Data excerpts:

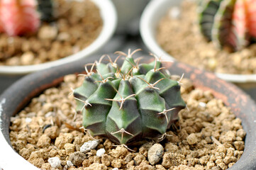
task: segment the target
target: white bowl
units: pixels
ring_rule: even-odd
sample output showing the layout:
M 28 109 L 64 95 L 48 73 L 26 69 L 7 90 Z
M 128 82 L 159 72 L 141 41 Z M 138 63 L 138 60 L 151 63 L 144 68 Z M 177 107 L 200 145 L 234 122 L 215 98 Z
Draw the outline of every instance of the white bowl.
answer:
M 159 21 L 166 15 L 167 11 L 172 6 L 179 6 L 182 1 L 182 0 L 152 0 L 142 14 L 140 26 L 141 37 L 149 50 L 158 56 L 175 60 L 157 44 L 155 32 Z M 256 74 L 216 74 L 222 79 L 236 84 L 245 91 L 251 91 L 252 89 L 256 90 Z
M 103 20 L 103 27 L 98 38 L 90 45 L 79 52 L 52 62 L 27 66 L 0 66 L 0 76 L 25 75 L 28 73 L 64 64 L 87 57 L 99 50 L 110 40 L 115 32 L 117 25 L 117 14 L 116 8 L 111 0 L 91 1 L 92 1 L 99 8 L 101 16 Z M 1 79 L 1 81 L 4 81 L 2 79 Z

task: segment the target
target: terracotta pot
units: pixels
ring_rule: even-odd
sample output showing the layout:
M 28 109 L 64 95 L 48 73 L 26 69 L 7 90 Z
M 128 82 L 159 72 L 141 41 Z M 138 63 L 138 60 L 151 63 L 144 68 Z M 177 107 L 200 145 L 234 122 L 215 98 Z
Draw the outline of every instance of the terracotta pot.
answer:
M 67 64 L 91 55 L 111 39 L 117 25 L 116 8 L 111 0 L 91 0 L 99 8 L 103 21 L 102 30 L 97 38 L 81 51 L 55 61 L 35 65 L 0 66 L 0 94 L 15 81 L 28 73 Z
M 140 34 L 149 50 L 158 56 L 175 60 L 165 52 L 155 39 L 157 27 L 171 7 L 179 6 L 182 0 L 152 0 L 145 8 L 140 18 Z M 235 84 L 256 99 L 256 74 L 232 74 L 216 73 L 218 77 Z
M 0 96 L 0 166 L 4 170 L 18 169 L 21 167 L 23 169 L 38 169 L 13 149 L 9 139 L 11 117 L 23 108 L 32 98 L 43 90 L 60 84 L 65 75 L 84 71 L 84 64 L 94 62 L 95 57 L 91 56 L 87 60 L 28 75 L 13 84 Z M 165 67 L 173 74 L 181 75 L 184 73 L 185 76 L 190 79 L 196 88 L 211 91 L 216 98 L 222 99 L 226 106 L 231 108 L 235 115 L 242 120 L 247 135 L 244 153 L 230 169 L 256 169 L 255 102 L 235 86 L 218 79 L 212 73 L 177 62 L 168 63 Z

What the task asks:
Edit the data from its start up to and including the line with "M 103 20 L 103", swapping "white bowl" for "ceramic bowl" and leaving everything else unchanged. Leave the pictures out of your answer.

Result of the task:
task: segment the target
target: ceramic bowl
units: pixels
ring_rule: even-odd
sample output showing the layout:
M 28 109 L 64 95 L 48 73 L 26 69 L 7 90 Z
M 128 82 L 159 72 L 141 41 Z M 138 63 L 138 60 L 151 63 L 144 68 Z M 177 107 L 200 145 L 234 122 L 215 98 Z
Draw the outline of every instance of the ceramic bowl.
answer:
M 159 21 L 166 15 L 167 11 L 172 6 L 179 6 L 182 1 L 182 0 L 152 0 L 142 14 L 140 26 L 141 37 L 149 50 L 158 56 L 175 60 L 157 44 L 155 32 Z M 256 74 L 216 74 L 222 79 L 236 84 L 245 91 L 251 91 L 252 89 L 256 90 Z
M 103 20 L 103 27 L 98 38 L 90 45 L 79 52 L 52 62 L 27 66 L 0 66 L 0 76 L 25 75 L 28 73 L 64 64 L 87 57 L 99 50 L 110 40 L 115 32 L 117 25 L 117 14 L 116 8 L 111 0 L 91 1 L 92 1 L 99 8 L 101 16 Z M 1 79 L 1 81 L 4 81 L 2 79 Z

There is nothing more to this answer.